_SHORT TASK_
Edit the material starting with the line containing "Point out the eyelid" and going on through the line containing "[115,117,162,214]", changing "white cloud" to "gray cloud" and leaving everything else unchanged. Return only those lines.

_THE INPUT_
>>>>>
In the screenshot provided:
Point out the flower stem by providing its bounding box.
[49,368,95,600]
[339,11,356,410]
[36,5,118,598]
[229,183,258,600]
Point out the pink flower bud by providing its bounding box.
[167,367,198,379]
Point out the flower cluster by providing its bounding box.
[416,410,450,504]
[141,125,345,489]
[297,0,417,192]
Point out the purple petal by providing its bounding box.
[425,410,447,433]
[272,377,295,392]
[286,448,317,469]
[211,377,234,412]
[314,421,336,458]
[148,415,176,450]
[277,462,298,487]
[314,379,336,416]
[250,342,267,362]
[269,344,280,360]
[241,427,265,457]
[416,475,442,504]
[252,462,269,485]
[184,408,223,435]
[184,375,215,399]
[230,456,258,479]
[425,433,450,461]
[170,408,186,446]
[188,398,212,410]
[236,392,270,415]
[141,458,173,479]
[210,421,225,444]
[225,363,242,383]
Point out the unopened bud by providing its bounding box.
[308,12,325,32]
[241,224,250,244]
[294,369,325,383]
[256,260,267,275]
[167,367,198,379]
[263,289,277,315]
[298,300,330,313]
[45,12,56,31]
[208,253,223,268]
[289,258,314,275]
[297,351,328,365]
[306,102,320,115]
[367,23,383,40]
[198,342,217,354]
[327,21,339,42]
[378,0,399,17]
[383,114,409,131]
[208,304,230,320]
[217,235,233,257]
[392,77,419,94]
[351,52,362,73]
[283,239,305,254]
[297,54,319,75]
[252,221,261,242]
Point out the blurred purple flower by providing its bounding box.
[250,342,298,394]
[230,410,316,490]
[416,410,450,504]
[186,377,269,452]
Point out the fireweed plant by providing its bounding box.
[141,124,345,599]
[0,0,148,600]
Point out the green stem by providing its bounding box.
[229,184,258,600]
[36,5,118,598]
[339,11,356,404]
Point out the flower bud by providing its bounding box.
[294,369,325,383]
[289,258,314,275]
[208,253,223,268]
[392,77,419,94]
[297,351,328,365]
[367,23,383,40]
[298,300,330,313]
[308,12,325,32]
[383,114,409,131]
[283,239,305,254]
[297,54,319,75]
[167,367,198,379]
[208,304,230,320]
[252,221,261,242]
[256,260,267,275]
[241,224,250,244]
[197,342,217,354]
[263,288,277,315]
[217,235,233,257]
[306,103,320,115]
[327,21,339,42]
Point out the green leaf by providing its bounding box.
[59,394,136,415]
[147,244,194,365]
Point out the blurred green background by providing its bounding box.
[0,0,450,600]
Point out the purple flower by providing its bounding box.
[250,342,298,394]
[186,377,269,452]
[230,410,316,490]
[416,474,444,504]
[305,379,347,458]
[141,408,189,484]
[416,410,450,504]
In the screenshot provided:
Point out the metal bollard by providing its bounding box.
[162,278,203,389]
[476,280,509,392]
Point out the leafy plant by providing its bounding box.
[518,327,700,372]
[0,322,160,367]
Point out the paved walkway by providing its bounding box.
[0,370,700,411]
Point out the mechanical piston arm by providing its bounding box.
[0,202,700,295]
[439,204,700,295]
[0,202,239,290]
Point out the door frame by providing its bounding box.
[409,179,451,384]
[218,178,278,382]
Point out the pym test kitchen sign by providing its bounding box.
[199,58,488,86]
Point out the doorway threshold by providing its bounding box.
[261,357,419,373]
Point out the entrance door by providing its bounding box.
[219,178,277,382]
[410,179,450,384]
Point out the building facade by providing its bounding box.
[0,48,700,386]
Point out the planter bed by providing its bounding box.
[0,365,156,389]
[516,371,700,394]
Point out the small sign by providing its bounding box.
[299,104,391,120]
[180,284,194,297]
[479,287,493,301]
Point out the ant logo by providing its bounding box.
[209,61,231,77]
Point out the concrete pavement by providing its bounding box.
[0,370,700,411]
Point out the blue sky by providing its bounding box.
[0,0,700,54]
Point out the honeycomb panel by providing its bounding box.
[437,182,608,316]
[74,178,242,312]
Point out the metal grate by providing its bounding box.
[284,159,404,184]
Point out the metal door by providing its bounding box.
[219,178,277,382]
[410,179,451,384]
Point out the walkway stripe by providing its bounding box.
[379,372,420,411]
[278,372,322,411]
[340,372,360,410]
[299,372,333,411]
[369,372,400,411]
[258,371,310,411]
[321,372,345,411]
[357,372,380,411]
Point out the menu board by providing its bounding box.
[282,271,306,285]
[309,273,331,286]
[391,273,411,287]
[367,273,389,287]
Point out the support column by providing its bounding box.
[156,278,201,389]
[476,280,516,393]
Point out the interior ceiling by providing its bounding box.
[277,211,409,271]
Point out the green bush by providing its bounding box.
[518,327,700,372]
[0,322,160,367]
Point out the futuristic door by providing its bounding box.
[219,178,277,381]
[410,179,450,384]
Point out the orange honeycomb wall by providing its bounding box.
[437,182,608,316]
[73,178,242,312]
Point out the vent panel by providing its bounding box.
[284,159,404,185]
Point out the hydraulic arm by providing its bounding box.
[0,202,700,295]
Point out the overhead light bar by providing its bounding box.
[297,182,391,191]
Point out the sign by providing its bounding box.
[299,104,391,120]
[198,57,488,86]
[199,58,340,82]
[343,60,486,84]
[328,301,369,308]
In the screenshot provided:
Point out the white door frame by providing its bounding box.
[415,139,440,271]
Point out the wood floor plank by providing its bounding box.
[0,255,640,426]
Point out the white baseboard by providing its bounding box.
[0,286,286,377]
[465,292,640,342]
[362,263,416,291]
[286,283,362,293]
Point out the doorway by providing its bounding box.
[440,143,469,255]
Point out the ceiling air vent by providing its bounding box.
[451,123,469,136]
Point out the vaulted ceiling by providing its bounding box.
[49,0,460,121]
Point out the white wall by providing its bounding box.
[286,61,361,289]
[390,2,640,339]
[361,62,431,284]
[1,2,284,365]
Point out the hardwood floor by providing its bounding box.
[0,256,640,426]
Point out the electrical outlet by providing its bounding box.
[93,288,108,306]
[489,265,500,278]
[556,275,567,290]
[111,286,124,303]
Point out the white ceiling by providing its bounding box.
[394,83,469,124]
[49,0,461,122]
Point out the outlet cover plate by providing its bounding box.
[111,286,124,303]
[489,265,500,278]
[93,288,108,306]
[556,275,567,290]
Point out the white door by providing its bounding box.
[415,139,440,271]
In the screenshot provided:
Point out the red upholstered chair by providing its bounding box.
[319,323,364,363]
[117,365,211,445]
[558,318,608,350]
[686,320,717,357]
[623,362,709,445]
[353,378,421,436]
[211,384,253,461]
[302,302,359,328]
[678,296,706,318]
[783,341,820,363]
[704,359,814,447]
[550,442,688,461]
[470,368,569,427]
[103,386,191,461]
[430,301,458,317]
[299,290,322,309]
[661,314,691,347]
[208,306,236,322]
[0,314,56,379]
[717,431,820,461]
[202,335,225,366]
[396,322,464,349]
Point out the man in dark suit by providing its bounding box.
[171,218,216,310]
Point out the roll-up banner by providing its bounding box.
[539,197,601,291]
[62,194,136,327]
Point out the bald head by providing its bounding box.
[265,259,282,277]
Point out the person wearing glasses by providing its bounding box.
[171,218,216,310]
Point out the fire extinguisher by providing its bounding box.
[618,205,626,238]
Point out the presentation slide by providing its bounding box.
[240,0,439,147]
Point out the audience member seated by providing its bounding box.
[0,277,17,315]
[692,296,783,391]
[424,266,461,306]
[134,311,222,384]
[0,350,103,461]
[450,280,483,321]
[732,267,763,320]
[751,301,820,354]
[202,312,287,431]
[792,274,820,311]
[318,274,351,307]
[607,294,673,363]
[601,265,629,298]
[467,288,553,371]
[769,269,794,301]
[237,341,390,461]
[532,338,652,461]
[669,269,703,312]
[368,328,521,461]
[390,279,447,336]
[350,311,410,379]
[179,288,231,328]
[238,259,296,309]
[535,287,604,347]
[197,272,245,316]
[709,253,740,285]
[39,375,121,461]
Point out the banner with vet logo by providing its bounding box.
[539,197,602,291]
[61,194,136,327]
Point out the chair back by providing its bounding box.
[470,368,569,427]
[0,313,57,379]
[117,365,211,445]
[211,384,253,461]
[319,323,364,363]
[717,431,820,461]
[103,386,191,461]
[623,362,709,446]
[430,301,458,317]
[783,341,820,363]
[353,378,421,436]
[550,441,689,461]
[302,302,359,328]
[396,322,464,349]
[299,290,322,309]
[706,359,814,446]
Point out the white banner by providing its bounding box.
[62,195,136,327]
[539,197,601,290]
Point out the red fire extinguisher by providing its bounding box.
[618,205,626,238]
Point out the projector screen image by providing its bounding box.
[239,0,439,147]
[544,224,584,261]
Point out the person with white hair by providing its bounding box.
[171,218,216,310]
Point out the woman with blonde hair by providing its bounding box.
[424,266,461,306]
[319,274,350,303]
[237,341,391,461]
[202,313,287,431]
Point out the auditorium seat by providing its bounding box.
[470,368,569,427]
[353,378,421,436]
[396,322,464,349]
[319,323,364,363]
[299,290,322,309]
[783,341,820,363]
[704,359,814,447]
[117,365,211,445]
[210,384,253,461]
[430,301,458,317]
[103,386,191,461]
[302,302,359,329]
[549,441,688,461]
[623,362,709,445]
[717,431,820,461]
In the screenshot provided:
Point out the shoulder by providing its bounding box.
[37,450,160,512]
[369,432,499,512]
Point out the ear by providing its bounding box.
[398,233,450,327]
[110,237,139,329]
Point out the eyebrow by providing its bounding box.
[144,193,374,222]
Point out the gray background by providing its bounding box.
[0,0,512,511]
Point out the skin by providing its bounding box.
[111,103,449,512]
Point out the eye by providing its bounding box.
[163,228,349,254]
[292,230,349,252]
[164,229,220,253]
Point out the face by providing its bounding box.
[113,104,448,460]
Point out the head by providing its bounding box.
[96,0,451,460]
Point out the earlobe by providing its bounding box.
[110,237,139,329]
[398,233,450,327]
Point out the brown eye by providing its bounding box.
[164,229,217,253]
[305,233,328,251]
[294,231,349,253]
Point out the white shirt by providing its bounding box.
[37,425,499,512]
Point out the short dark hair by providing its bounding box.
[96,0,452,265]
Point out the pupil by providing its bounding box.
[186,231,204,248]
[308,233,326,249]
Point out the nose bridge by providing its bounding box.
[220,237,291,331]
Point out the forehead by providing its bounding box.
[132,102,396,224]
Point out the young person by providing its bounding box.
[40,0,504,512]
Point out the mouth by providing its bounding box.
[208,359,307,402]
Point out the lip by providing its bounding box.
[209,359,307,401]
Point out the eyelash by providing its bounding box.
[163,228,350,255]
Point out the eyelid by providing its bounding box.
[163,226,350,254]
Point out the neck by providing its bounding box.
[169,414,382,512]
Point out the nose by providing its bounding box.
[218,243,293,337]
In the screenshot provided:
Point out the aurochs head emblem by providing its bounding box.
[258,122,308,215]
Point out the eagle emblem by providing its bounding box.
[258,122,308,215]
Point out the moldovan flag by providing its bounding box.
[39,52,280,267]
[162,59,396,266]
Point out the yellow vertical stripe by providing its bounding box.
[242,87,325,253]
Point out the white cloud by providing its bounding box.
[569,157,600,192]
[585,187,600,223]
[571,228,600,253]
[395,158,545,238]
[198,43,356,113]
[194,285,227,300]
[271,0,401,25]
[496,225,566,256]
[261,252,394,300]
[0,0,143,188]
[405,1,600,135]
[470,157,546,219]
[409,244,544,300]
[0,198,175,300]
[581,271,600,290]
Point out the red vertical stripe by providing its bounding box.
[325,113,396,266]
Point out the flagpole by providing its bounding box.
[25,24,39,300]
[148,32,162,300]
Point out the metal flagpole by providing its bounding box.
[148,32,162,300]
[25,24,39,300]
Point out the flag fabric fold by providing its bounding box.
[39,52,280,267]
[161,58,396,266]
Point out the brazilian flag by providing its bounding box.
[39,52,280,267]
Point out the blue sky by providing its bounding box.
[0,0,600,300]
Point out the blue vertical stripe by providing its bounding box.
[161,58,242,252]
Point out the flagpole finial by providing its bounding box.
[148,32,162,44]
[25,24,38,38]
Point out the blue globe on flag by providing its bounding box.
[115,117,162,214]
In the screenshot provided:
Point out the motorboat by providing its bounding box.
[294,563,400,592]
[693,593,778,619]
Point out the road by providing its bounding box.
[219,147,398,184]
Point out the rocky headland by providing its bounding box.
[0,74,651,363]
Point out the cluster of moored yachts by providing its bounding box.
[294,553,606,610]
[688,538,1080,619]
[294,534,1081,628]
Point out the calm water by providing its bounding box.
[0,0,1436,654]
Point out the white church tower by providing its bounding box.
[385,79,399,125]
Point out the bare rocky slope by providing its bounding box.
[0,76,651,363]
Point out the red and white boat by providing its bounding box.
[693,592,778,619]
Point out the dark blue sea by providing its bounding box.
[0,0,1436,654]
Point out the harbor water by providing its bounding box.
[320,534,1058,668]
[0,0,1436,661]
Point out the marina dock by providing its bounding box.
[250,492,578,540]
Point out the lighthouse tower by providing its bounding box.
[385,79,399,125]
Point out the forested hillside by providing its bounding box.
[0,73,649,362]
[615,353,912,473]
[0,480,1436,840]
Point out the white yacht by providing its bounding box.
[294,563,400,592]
<<<<<
_RESPONSE_
Point out the eyelid by providing its bounding box.
[163,226,350,254]
Point out the neck by providing its bounding box.
[169,414,382,512]
Point out the nose by providing its bounding box.
[218,243,293,337]
In the screenshot provided:
Point out the aurochs head emblem by providing its bounding box.
[258,122,308,215]
Point out the eagle emblem by providing its bounding box.
[258,122,308,215]
Point out the moldovan flag by providing its bounding box.
[39,52,280,267]
[162,59,396,266]
Point out the yellow vertical stripe by providing its bounding box.
[242,87,325,253]
Point out the gray cloud by providing its bounding box.
[569,157,600,192]
[585,187,600,223]
[571,228,600,253]
[395,158,545,238]
[198,43,356,113]
[194,285,227,300]
[271,0,401,25]
[496,225,566,256]
[261,252,394,300]
[0,0,143,188]
[405,1,600,135]
[470,157,546,219]
[409,244,544,300]
[0,198,175,300]
[581,271,600,290]
Point out the red vertical stripe by providing its bounding box.
[325,113,396,266]
Point out the flagpole by providing its bounding box.
[25,24,39,300]
[148,32,162,300]
Point out the metal flagpole by providing its bounding box.
[148,32,162,300]
[25,24,39,300]
Point out the flag fabric fold by providing its bounding box.
[39,52,280,267]
[161,58,396,266]
Point out the brazilian flag by providing its bounding box.
[39,52,280,267]
Point out the blue sky by providing its bounding box.
[0,0,600,300]
Point out the blue vertical stripe by providing its bounding box.
[161,58,242,252]
Point out the flagpole finial by providing its bounding box.
[148,32,162,44]
[25,24,38,38]
Point out the blue globe on flag by providing its bounding box.
[115,117,162,214]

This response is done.